Output every line of the entries from the line containing "Note: pick out each instance of the door" through the last, exactly, with no other content.

Collection entries:
────
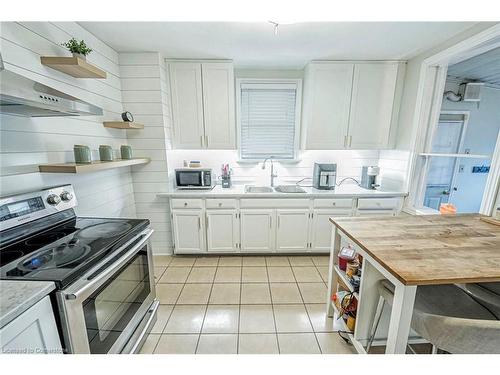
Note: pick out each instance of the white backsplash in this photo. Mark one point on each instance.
(349, 163)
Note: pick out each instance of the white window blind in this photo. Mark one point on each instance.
(268, 120)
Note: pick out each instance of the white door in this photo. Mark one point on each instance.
(292, 230)
(257, 230)
(327, 97)
(321, 228)
(374, 87)
(218, 105)
(187, 105)
(188, 231)
(222, 230)
(33, 332)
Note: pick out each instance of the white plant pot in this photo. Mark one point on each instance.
(81, 56)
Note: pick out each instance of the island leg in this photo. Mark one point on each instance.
(401, 313)
(332, 277)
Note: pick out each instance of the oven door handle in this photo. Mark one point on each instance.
(109, 271)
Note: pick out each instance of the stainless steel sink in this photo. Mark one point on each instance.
(289, 189)
(258, 189)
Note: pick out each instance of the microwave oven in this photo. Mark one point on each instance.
(190, 178)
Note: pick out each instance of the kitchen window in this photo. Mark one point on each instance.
(268, 118)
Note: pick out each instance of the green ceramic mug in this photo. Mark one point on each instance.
(126, 152)
(82, 154)
(105, 153)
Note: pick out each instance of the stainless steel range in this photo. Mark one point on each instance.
(105, 300)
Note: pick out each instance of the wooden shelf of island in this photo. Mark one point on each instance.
(73, 66)
(92, 167)
(122, 125)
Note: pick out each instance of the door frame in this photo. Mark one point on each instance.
(432, 78)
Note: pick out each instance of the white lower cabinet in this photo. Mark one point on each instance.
(223, 230)
(189, 231)
(257, 230)
(255, 225)
(33, 332)
(321, 228)
(292, 232)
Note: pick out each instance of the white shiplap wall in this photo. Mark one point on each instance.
(28, 142)
(144, 92)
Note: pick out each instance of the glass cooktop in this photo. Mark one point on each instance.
────
Response ->
Note: pick out each instance of the door frame in this photo. Mark one point on each instance.
(432, 78)
Note: pick out each instance of the white lower cabinet in this photo. Mark one point on each instance.
(223, 230)
(189, 231)
(257, 230)
(255, 225)
(33, 332)
(321, 228)
(292, 232)
Note: pick out each instance of the white shiplap wall in this photo. Mark one point on each instance.
(28, 142)
(144, 92)
Note: pick out each instance of the glass cooktop in this photo. Mark one point on each instance.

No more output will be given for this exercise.